Passage provided:
Furthermore, the monsters used intimidation to strike fear into the hearts of the Greeks. The Cyclops ate two men alive, shocking Odysseus’ crew and frightening them into silence. The Cyclops performed many feats of strength, such as moving the rock blocking the cave entrance, to blatantly assert his power over Odysseus’ men. Physical prowess effectively frightens people, allowing the wielder of this strength to browbeat others into submission. In addition, the mighty Odysseus is rendered helpless while passing by Charybdis on his way to Ithaca. Charybdis’ pull overwhelms Odysseus, completely extirpating his pride. Even Circê, a goddess, baulks at the mention of Charybdis. Charybdis possesses the intimidation needed for Odysseus to heed Circê’s injunction. Alternatively, the Sirens use their bewitching voices, instead of physical might, to lure callow sailors to certain death. Odysseus, considered one of the few wise Greek heroes, falls under their spell as well. The Sirens tempt Odysseus with honeyed words. While the Sirens may not intimidate the men, they certainly hold a dangerous power. Monsters intimidate the Greeks by using power– brute force or mesmerizing tunes.

Source information:
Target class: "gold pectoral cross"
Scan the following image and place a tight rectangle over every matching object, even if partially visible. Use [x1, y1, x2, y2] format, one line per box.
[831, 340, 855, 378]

==

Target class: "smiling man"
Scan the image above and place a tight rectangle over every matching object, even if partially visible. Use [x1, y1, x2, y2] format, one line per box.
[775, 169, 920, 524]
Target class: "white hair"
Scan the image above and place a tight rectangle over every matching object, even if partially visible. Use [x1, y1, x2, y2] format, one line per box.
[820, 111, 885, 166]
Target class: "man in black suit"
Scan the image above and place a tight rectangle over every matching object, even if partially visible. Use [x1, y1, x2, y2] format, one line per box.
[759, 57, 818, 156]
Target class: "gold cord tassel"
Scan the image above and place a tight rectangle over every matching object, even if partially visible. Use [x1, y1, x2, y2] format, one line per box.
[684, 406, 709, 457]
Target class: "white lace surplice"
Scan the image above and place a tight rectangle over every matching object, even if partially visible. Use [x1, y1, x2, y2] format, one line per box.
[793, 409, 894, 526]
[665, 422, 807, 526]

==

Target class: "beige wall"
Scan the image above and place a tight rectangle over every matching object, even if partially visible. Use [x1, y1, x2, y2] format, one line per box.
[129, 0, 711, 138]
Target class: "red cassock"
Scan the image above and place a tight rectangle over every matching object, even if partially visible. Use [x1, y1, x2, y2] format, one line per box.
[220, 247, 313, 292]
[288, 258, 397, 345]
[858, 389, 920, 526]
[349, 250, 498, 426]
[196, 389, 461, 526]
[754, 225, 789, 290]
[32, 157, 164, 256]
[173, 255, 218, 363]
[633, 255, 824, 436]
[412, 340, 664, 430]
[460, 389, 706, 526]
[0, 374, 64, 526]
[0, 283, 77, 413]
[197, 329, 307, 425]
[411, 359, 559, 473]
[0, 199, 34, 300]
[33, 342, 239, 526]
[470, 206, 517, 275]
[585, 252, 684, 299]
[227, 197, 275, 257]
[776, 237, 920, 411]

Exercise brief:
Continue the essay on the monsters in the Odyssey, picking up after its last sentence.

Reply:
The gods and the monsters in The Odyssey intimidate the mortals, symbolizing the fear mankind has of those with power. Both the gods and the monsters exploit humanity’s fear of pain and punishment. The Greeks’ fear of the gods and monsters is the paragon of intimidation. Leaders around the world use these archaic methods to control people. Just as wolves are ruled by the strongest of the pack, many people are ruled by intimidating leaders. “The creatures outside looked from pig to man, and from man to pig, and from pig to man again; but already it was impossible to say which was which,” George Orwell wrote in his famous book, Animal Farm. Humans, while animals in theory, are highly evolved beings. Humanity should not behave so disgustingly as to rule people by intimidation. By manipulating fear, leaders compromise basic morals and human rights. Capital punishment can be issued to any person for any reason. Unethical and immoral proceedings sweep through provinces like a contagious disease. Intimidation, while a tool for ultimate control, can only lead to the demise of mankind.